WORK TASK —
Every entry below must be repeated exactly; skip the pictures.

Start of THE RECORDS

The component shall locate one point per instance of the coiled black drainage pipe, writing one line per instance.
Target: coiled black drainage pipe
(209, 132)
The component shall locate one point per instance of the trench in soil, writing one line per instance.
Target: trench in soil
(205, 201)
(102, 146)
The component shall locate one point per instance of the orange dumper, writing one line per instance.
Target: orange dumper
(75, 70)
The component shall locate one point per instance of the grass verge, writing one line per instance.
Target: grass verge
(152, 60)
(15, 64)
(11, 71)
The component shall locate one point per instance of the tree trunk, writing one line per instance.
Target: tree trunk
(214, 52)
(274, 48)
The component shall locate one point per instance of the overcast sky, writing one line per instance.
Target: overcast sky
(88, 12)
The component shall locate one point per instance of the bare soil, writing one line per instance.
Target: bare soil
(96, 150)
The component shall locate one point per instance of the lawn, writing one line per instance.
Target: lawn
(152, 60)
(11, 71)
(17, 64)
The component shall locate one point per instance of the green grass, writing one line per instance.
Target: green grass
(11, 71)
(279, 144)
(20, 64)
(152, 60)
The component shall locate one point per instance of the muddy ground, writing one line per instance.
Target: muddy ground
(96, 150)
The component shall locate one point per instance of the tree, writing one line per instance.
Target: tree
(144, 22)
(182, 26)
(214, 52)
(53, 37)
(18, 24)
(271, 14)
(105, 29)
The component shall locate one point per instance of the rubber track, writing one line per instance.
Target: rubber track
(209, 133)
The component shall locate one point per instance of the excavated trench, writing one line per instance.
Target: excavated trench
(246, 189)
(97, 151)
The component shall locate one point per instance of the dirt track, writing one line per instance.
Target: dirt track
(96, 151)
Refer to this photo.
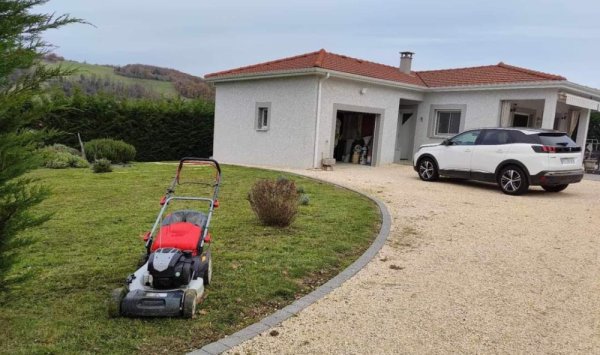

End of THE RECORDS

EXERCISE RESPONSE —
The component shall locate one point per instance of the coiled black drainage pipe, writing one line per instance.
Target: coiled black drainage pipe
(209, 132)
The component shall locate one point per instance of the trench in soil, writing one line per instance.
Target: trench in soil
(205, 201)
(102, 146)
The component shall locate one point per instance of the orange dumper, writing one line per instance.
Target: orange dumper
(75, 70)
The component shall locate one point per instance of the grass verge, writing one line per instance.
Target: grass verge
(152, 60)
(15, 64)
(11, 71)
The component shall locate one point per instance of the tree trunk, writing one line per instance.
Target: tree trunk
(214, 52)
(274, 48)
The component shall locate one point per instance of the overcast sky, writing one line per instance.
Target: overcast sky
(88, 12)
The component shall locate one point per instance of the bare soil, writing one line per instance.
Target: bare soil
(96, 150)
The component shall locate one point per instance of the lawn, writing one line per instance.
Target: lawn
(152, 60)
(11, 71)
(17, 64)
The component shall locate one point per instance of the green grass, writing one line per instance.
Target: green grass
(11, 71)
(279, 144)
(20, 64)
(152, 60)
The component shall locate one point per instance of the muddy ground, writing one line per instance.
Target: muddy ground
(96, 150)
The component shall locate one point per instance of the tree, writing one line per instance.
Target: tree
(144, 22)
(182, 26)
(214, 52)
(53, 37)
(18, 24)
(271, 14)
(105, 29)
The component shall locate one point per instance of the rubber track, writing one line per instance.
Target: rubber track
(209, 133)
The component shall locate one point per instance of the excavated trench, writing one line per instance.
Target: excavated trench
(246, 189)
(97, 151)
The component shall locate one point per instance of the dirt track, writing one line per instance.
Target: dirt track
(96, 151)
Refer to this photo.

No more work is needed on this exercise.